## Source document
===============

John Harding , Greenwich Exchange , March 27, 2018
Theatre Writer Book by John Harding It is the way of the touring calendar that too many productions arrive over too short a time. In February, two productions were performed at different locations in the west on the same day. The advertising for one declared its foremost quality to be that it was “cinematic”. Since the arts of cinema and theatre have small overlap the advertising acted as anti-advertising and sent me to the other.

As an episode it came to mind in the reading of John Harding's absorbing book. The film of “A Taste of Honey” is a regular on television. As a film it is lifted by Walter Lassally's superb photography and the Tushingham-Melvin acting partnership. But it is far different in flavour from the play that propelled the nineteen old Salford writer to fame. Among other things, “Sweetly Sings Delaney” reclaims the play for its place in theatre.

Most first writing for theatre involves the playwright working their way through their admirations. With Shelagh Delaney it was the opposite. At the Opera House in Manchester she saw Terence Rattigan's “Variation on a Theme” and disliked it, thinking she could do better. The result, written in a matter of days, was sent to the Theatre Workshop in Stratford East. Gerry Raffles said of “A Taste of Honey”: “Quite apart from its meaty content, we believe we have found a real dramatist.” In the ever competitive atmosphere between the two innovating theatres the production programme took a swipe at the Royal Court. Their dramatist was the “the antithesis of London's angry young men. She knows what she is angry about.”

Then as now, there was no shortage of aspiring writers for theatre. The Salford City Reporter of 9th May 1958 quoted a Mr G Raffles: “we have had 2500 plays sent to us in the last five years and this is only the fourth we have accepted. The love scenes are amazingly frank and a scene between the girl and a Negro boy is brilliantly written.”
Behind the scenes, Joan Littlewood was frank on what she saw as the play's deficiencies. The dialogue sparkled but she considered many of the scenes undeveloped and the plot anecdotal.

===============

## Questions to answer
**a.** Copy the review from "As an episode" through "place in theatre.", swapping "photography" for "camerawork".
**b.** In the review, how many plays did Mr G Raffles say had been sent to the theatre in the last five years?
**c.** Extend the review past its final sentence.
The data isn't needed here.

## Recorded data
===============

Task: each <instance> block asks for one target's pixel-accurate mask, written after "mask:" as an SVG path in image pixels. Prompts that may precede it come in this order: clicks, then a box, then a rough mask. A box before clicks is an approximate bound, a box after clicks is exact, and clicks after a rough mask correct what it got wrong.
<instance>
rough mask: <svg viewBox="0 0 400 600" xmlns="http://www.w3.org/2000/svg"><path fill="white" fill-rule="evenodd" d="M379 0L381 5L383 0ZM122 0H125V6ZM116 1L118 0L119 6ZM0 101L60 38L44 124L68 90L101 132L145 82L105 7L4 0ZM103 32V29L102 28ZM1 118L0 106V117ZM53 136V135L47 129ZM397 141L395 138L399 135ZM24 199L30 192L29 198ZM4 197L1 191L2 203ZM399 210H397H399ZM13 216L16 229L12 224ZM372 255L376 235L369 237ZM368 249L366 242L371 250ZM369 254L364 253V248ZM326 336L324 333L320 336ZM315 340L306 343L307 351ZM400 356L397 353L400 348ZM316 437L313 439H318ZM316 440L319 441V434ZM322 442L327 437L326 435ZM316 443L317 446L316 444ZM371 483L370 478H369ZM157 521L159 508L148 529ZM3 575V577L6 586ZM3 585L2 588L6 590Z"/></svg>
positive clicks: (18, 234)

===============

## List of answers
**a.**
As an episode it came to mind in the reading of John Harding's absorbing book. The film of “A Taste of Honey” is a regular on television. As a film it is lifted by Walter Lassally's superb camerawork and the Tushingham-Melvin acting partnership. But it is far different in flavour from the play that propelled the nineteen old Salford writer to fame. Among other things, “Sweetly Sings Delaney” reclaims the play for its place in theatre.

**b.** 2500 plays

**c.**
The solution in the production was to use direct audience address and to put a jazz group on stage. Johnny Wallbank's Apex Trio provided each character with a signature motif. The play vaulted to the West End in January 1959 and played for 368 performances. Broadway followed and John Osborne bought the film rights for a then weighty £20,000. Tony Richardson's film went on to win, among other awards, Best Actress and Actor awards at the 1962 Cannes Film Festival. Its status stands as the most performed play by a post-war British woman playwright.

“Sweetly Sings Delaney” combines the virtues of slimness with fullness. Undogmatic and untheoretical, John Harding roams across an array of contemporary sources. He revisits the records of the Lord Chamberlain, the licensor of theatre in its days of censorship. The Lord Chamberlain's assistant, a Brigadier Norman Gwatkin reports: “I think it's revolting, quite apart from the homosexual bits. To me it has no saving grace whatsoever. If we pass muck like this, it does give our critics something to go on.” Its licence was granted with the word “castrated” taken out and a self-revelatory speech by the gay character Geof removed.

Over at the Arts Council Drama Panel Harding finds an opinion that “it seems to have been dashed off in pencil in a school exercise book by a youngster who knows practically nothing about the theatre. Miss Delaney writes with the confidence of sheer ignorance.” The Daily Mail's critic took the same line, saying the play exuded “exercise books and marmalade” and that any “similarities to real drama are quite accidental.”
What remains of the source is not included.